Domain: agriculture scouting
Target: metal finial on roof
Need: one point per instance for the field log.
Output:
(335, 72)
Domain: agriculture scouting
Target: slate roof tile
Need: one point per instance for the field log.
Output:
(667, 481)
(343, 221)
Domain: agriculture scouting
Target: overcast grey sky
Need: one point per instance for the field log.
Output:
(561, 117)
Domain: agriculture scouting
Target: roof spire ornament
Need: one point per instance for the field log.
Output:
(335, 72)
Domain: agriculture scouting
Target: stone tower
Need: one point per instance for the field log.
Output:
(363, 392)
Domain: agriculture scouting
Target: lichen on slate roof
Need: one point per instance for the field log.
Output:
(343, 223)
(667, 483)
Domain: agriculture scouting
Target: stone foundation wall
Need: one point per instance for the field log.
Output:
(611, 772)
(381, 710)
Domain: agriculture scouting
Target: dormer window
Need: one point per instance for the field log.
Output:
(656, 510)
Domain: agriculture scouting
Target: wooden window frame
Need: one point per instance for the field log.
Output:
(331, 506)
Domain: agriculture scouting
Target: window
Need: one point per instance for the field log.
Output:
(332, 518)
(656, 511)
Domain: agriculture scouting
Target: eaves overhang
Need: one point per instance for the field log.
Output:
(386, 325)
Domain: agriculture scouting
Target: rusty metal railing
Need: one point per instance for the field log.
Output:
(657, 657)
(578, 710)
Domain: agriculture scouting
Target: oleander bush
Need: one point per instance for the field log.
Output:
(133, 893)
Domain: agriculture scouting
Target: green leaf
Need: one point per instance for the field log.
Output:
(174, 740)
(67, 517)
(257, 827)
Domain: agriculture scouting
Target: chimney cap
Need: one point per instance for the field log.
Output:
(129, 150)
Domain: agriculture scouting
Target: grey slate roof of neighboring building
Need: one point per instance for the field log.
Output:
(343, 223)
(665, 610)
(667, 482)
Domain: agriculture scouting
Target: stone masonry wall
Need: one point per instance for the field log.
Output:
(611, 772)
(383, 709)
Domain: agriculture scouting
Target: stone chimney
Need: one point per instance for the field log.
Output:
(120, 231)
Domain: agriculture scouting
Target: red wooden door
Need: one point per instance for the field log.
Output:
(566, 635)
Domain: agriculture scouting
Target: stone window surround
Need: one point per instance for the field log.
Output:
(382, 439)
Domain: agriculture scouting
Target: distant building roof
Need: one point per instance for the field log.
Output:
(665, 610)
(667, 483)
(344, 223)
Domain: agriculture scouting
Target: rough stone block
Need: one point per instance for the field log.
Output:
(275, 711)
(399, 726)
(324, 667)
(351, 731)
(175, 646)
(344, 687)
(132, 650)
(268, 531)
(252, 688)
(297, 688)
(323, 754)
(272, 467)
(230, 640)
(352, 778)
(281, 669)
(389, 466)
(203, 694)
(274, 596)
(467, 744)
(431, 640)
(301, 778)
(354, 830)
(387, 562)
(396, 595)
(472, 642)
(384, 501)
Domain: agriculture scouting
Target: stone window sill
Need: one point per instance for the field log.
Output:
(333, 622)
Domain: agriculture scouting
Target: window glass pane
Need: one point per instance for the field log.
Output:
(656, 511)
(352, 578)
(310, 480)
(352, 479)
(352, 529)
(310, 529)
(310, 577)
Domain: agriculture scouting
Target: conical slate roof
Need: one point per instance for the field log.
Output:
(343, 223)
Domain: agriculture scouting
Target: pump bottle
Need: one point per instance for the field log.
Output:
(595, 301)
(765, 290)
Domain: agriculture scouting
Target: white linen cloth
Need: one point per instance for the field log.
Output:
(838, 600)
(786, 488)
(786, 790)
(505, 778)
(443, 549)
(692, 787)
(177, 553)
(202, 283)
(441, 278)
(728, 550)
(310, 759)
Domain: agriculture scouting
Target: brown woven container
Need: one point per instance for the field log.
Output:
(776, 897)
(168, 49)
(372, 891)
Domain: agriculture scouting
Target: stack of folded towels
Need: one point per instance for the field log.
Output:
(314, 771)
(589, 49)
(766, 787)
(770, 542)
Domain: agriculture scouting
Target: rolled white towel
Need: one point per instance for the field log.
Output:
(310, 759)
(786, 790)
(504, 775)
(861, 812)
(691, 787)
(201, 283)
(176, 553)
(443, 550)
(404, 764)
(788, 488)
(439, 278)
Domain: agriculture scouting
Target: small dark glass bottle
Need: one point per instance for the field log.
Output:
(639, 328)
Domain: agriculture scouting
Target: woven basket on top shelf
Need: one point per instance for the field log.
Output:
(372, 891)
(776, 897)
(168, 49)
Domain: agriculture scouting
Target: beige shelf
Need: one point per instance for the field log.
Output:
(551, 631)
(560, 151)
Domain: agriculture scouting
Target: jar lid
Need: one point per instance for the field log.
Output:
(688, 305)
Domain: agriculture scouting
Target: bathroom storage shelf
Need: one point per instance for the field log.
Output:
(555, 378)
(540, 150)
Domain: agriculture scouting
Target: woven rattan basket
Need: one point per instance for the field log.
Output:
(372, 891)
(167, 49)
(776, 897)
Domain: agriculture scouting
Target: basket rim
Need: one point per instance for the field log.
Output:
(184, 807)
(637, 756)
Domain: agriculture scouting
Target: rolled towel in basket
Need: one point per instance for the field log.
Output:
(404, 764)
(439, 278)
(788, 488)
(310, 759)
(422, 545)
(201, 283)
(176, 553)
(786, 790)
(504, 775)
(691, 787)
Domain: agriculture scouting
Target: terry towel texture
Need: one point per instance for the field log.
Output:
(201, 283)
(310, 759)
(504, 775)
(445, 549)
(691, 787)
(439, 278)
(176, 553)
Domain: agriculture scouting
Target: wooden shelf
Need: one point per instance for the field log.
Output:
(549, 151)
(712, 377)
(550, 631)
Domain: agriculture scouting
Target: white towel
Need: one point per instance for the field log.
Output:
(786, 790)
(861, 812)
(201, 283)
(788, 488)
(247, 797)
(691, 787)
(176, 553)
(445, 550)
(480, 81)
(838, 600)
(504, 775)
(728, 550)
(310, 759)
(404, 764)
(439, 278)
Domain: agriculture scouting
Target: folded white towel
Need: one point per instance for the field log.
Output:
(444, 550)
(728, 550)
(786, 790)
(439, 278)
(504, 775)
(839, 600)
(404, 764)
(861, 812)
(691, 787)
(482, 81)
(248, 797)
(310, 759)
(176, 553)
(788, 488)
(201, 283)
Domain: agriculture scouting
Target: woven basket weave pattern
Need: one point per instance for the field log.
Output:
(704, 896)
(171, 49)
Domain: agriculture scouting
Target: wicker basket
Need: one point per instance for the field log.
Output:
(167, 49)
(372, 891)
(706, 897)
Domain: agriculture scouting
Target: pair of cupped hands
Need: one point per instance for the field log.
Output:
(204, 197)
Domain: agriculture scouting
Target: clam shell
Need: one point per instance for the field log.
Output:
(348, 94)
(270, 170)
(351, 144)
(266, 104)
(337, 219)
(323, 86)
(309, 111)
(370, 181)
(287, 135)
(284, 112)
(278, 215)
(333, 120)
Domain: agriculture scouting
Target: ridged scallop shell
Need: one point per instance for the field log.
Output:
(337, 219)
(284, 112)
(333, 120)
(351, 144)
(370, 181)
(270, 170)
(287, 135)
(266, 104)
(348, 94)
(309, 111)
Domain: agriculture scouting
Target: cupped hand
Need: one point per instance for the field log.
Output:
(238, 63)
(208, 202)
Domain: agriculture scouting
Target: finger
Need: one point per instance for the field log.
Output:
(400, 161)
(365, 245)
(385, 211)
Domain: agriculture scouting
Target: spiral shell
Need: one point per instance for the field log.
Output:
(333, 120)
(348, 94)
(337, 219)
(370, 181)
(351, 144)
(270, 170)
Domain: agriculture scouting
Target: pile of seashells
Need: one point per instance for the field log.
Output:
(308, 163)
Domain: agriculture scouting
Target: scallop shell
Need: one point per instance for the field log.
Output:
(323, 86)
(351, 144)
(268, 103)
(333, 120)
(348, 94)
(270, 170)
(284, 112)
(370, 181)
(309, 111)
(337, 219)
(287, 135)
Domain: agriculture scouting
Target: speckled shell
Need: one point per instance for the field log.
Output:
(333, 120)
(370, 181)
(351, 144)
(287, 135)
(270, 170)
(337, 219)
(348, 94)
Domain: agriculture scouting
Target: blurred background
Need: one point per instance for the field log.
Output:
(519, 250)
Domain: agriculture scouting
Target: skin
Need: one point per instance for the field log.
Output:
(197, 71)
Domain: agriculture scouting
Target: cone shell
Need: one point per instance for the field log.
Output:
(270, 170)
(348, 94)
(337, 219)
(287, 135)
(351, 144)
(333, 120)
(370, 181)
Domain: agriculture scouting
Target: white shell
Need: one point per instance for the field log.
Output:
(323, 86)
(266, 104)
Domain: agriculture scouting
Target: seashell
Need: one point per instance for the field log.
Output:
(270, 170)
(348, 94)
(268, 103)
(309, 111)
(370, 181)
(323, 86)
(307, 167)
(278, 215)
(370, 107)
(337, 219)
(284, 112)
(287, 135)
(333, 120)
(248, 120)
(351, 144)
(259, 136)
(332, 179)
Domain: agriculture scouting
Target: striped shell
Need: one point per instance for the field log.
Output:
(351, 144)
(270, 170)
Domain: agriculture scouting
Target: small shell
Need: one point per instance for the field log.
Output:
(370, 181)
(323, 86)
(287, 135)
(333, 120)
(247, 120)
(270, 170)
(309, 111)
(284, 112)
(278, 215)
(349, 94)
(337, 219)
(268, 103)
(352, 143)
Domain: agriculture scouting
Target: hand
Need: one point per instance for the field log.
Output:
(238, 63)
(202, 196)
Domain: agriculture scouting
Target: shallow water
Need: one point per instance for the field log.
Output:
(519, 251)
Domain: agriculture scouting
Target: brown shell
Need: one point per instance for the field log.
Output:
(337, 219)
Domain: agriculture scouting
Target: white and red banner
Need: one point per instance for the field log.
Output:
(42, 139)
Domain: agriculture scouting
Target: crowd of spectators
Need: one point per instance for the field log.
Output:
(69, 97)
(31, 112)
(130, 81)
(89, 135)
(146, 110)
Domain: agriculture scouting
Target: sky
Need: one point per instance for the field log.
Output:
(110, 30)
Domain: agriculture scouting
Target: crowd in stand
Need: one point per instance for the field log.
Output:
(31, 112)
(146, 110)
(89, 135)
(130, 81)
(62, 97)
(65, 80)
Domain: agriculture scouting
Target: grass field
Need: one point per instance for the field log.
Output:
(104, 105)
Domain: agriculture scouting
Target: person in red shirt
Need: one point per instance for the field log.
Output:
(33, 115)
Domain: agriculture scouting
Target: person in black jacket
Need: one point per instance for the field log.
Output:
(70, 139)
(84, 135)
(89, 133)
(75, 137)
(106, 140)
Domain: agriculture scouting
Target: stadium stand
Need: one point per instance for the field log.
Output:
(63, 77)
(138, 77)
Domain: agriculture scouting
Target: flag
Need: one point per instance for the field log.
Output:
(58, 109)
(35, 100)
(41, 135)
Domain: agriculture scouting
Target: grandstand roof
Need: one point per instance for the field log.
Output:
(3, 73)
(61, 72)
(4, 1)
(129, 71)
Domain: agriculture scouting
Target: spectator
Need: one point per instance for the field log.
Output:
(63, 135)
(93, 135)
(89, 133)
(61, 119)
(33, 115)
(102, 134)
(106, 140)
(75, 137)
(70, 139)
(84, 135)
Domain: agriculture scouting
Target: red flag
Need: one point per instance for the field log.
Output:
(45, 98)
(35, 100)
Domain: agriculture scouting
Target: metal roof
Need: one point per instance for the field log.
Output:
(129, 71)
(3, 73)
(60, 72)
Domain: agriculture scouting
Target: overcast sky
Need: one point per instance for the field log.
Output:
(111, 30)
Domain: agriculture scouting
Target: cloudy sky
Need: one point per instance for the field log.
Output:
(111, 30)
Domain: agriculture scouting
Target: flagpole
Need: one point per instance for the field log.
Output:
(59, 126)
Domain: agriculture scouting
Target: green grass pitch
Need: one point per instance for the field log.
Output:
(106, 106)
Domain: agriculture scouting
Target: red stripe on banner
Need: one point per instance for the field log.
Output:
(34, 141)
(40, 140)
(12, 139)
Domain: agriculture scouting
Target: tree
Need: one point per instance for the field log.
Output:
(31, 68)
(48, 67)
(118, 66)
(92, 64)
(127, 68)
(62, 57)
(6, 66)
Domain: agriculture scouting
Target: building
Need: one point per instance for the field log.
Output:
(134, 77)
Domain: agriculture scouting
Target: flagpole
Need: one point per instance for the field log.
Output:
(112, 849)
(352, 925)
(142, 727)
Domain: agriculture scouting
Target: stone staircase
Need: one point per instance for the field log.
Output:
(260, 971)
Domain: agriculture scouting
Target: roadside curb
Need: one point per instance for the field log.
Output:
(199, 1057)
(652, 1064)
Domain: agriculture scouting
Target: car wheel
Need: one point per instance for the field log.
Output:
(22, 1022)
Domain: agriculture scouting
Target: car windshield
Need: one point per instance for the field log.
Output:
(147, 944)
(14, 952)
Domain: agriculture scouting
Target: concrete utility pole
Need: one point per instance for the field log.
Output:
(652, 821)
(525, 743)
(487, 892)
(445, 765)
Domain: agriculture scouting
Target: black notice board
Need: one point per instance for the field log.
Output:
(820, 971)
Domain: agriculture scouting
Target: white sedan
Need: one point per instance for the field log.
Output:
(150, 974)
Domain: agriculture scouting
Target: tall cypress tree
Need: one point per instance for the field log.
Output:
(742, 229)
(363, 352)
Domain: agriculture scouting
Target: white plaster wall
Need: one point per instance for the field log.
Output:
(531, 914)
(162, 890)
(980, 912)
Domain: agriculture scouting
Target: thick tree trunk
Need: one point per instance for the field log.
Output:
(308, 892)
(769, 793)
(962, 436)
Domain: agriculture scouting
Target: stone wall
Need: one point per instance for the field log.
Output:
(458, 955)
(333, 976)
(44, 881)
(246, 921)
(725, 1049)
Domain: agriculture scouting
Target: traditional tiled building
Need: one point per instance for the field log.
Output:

◆ ◆ ◆ ◆ ◆ ◆ ◆

EXERCISE OBJECTIVE – Apply a filter for "folded" to the data above, then copy each line that matches.

TASK OUTPUT –
Target: stack of folded towels
Target: folded white towel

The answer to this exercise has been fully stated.